SUPPLIED PASSAGE section start

Panda joss-stick virus is no pandemic
Sophos has urged Windows users not to panic following reports of a ‘five-star cyber worm’ that is said to have infected ‘several million’ computers across China. The virus has captured attention because it converts icons of infected programs into a picture of a panda burning joss-sticks.
Media reports from China, including the Shanghai Daily, have quoted members of the Shanghai Information Technology Service Center as saying the virus represents a ‘top level’ threat, because of the risk it poses to networks belonging to government bureaus and companies. One Beijing-based security firm reportedly estimated that several million PCs may be infected by the worm. Sophos, however, has received very few reports of the malware being seen in the wild.
The virus, known as Fujacks-I and Fujacks-J (also called worm.whboy in some media reports), was already detected proactively by Sophos’s Behavioral Genotype Technology.
While the Shanghai Daily story reports that all infections have so far been on Chinese-language versions of Windows, this is not a limitation of Fujacks. The virus will run and spread on English language Windows, and as it is a parasitic virus, can spread rapidly across computers, meaning that a single PC could end up with hundreds of copies of the virus on it. Fujacks is also able to spread to P2P file-sharing networks and onto removable disk devices such as USB keys, music players and cameras.

SUPPLIED PASSAGE section end
RECORDS PROVIDED section start

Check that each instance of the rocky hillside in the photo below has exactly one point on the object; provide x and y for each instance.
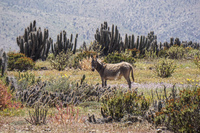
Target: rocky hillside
(167, 18)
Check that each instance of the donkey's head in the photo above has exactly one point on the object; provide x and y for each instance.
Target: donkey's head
(94, 63)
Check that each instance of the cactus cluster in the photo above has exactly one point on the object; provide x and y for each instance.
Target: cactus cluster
(34, 43)
(64, 44)
(111, 41)
(3, 62)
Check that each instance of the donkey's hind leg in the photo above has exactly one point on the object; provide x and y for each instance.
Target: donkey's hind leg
(128, 81)
(104, 83)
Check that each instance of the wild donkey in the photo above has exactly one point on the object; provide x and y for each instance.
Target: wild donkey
(113, 71)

RECORDS PROVIDED section end

- _TASK OBJECTIVE_
Print the entire article on the panda joss-stick virus word for word. The data above plays no part in the work that comes next.

- _SOLUTION TO THE EXERCISE_
Panda joss-stick virus is no pandemic
Sophos has urged Windows users not to panic following reports of a ‘five-star cyber worm’ that is said to have infected ‘several million’ computers across China. The virus has captured attention because it converts icons of infected programs into a picture of a panda burning joss-sticks.
Media reports from China, including the Shanghai Daily, have quoted members of the Shanghai Information Technology Service Center as saying the virus represents a ‘top level’ threat, because of the risk it poses to networks belonging to government bureaus and companies. One Beijing-based security firm reportedly estimated that several million PCs may be infected by the worm. Sophos, however, has received very few reports of the malware being seen in the wild.
The virus, known as Fujacks-I and Fujacks-J (also called worm.whboy in some media reports), was already detected proactively by Sophos’s Behavioral Genotype Technology.
While the Shanghai Daily story reports that all infections have so far been on Chinese-language versions of Windows, this is not a limitation of Fujacks. The virus will run and spread on English language Windows, and as it is a parasitic virus, can spread rapidly across computers, meaning that a single PC could end up with hundreds of copies of the virus on it. Fujacks is also able to spread to P2P file-sharing networks and onto removable disk devices such as USB keys, music players and cameras.